• **WHAT YOU WILL DO**:
1. Return the passage of the VLC plugin post starting with "[vlc-devel] close source" and going on through "see comments below.", copied word for word.
2. Translate this sentence from the VLC plugin post into Spanish: "Below is my interpretation, not any kind of legal advice."

[vlc-devel] close source plugin for vlc

Michael Gao mgao at neurostechnology.com
Thu Apr 24 21:51:07 CEST 2008


Thanks for the feedback, please see comments below.

On Thu, 2008-04-24 at 22:14 +0300, Rémi Denis-Courmont wrote:
> 	Hello,
> 
> Below is my interpretation, not any kind of legal advice.
> I am not a qualified lawyer under any jurisdiction.
> 
> Le Thursday 24 April 2008 21:42:44 Michael Gao, vous avez écrit :
> > Checking the possibility here, not to ruin the Open Source spirit in any
> > regard. ;-)
> >
> > With that said, does vlc allow close source codec plugins?
> 
> Assumed that "close source" means released to third parties without source 
> code. Assumed that "plugins" mean using the VLC/LibVLC plugins API. 
> Therefore, assumed that plugins are derivative works of fore-mentioned API. 
> Assumed that the last versions of the GNU General Public License is version 
> 3.0.
> 
> Then, close source plugins are in explicit violation of the only currently 
> valid copyright license for VLC. Or such is my understanding.
Understood, makes sense.


> > or codec plugins linking with close-source libs?
> 
> That depends. Just reading the GNU GPL version 2:
> 
> If said libraries are _not_ provided along with any such plugins, it seems OK. 
> More generally, if the libraries "can be reasonably considered independent 
> and separate works in themselves", it should also be OK.
> 
> If said libraries are "modules" of the plugins, then it is a violation.
> 
> 
> Concretely, if can ship a GPL'd plugin, so long as you don't ship the closed 
> source lib, it works. That's why VLC can use (proprietary) Windows codecs - 
> on any i386 platform. Symmetrically, you can ship the closed source lib, so 
> long as you don't ship the GPL'd codec.

[Records excerpted from a collection]
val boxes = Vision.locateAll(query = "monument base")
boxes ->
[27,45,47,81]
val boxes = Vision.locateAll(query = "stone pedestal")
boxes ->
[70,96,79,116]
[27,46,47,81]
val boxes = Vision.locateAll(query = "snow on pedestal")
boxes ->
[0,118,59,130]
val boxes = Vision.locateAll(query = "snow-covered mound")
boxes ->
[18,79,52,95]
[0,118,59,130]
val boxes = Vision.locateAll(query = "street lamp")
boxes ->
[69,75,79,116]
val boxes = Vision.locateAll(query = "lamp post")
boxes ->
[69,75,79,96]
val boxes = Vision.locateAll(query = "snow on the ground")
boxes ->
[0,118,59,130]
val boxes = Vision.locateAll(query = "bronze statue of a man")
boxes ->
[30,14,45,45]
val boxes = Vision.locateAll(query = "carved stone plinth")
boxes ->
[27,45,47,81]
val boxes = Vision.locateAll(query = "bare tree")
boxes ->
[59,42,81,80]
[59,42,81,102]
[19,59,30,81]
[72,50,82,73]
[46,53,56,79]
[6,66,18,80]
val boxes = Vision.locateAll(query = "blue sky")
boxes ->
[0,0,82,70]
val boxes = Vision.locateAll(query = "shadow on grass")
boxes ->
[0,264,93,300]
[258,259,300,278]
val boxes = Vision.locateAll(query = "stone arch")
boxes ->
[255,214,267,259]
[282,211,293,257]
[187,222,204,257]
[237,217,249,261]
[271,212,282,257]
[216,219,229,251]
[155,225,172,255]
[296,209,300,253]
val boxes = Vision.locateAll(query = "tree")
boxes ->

• **PROBLEM SOLUTIONS**:
1.
[vlc-devel] close source plugin for vlc

Michael Gao mgao at neurostechnology.com
Thu Apr 24 21:51:07 CEST 2008


Thanks for the feedback, please see comments below.

2. A continuación va mi interpretación, no ningún tipo de asesoramiento jurídico.